[Stored entries]
⟨

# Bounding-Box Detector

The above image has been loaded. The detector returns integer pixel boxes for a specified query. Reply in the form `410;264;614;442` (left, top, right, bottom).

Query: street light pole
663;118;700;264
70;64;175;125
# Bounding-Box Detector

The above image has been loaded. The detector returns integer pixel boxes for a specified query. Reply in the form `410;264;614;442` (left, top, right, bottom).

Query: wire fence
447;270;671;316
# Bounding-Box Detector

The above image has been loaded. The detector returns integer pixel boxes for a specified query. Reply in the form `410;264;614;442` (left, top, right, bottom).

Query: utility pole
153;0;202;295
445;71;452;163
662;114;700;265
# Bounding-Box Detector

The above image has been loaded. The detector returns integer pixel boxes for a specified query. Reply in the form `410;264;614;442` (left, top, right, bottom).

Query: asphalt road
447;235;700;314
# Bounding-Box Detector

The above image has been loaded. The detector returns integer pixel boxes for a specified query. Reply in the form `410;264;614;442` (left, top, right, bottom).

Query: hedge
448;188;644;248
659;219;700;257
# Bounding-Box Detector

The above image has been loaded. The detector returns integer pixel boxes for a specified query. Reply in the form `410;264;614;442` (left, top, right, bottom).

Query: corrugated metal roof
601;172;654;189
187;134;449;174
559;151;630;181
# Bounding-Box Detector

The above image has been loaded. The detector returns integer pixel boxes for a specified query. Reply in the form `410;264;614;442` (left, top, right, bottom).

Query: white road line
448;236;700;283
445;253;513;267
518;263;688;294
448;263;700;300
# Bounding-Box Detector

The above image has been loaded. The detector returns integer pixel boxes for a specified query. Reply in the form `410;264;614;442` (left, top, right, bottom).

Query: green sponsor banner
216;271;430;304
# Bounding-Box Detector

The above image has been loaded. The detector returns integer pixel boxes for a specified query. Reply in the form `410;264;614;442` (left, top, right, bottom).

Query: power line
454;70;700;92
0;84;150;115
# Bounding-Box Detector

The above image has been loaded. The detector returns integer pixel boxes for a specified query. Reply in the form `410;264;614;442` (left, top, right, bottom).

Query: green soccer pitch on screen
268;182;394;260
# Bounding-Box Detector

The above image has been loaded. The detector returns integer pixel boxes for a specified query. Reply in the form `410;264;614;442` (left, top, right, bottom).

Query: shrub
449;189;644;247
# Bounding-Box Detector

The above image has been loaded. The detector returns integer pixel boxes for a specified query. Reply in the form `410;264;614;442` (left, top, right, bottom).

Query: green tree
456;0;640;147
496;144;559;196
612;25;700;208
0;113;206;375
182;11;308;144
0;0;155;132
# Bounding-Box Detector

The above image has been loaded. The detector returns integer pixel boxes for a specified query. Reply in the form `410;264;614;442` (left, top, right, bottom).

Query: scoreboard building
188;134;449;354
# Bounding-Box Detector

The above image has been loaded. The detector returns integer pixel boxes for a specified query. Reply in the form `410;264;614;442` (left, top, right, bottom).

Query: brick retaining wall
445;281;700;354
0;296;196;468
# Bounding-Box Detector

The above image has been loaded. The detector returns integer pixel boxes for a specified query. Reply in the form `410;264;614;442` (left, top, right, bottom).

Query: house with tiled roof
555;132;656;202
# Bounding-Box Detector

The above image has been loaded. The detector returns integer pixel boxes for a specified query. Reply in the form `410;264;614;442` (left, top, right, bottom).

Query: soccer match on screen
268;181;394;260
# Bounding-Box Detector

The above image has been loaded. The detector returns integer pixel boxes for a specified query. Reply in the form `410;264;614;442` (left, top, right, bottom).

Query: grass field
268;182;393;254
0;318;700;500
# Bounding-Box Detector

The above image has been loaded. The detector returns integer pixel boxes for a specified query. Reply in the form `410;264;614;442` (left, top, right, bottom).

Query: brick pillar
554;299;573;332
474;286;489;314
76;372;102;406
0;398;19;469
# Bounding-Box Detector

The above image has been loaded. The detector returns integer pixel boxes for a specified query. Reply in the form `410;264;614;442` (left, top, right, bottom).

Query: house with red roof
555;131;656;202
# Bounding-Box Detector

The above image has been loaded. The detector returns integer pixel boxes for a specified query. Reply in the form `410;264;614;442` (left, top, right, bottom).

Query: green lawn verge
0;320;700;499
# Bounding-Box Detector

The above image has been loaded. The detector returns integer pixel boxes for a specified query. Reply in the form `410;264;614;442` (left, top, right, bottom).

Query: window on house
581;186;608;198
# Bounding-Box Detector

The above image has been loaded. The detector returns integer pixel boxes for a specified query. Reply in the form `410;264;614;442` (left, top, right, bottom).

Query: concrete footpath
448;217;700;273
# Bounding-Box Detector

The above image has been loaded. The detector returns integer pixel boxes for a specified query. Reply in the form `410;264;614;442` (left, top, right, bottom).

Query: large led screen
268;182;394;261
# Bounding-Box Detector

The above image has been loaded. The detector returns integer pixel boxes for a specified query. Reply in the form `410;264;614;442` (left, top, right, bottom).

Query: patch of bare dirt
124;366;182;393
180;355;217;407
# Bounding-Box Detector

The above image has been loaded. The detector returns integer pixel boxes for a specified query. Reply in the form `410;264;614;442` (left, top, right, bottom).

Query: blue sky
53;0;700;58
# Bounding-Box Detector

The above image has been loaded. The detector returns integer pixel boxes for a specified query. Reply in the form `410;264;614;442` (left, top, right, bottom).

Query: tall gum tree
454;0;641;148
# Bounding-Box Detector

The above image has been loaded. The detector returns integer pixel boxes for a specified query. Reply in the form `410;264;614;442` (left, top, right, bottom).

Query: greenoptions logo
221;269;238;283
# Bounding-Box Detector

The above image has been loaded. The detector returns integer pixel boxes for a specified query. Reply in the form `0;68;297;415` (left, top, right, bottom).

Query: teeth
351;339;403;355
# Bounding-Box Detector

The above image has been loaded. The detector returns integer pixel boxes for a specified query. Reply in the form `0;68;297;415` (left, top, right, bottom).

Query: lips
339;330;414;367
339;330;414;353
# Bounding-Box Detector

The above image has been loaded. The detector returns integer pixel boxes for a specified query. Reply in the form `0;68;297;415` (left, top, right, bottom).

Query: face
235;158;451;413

⟩

### AIM
State how many lines of the material above contain the string "pole", giving only the number.

### TASK SOLUTION
2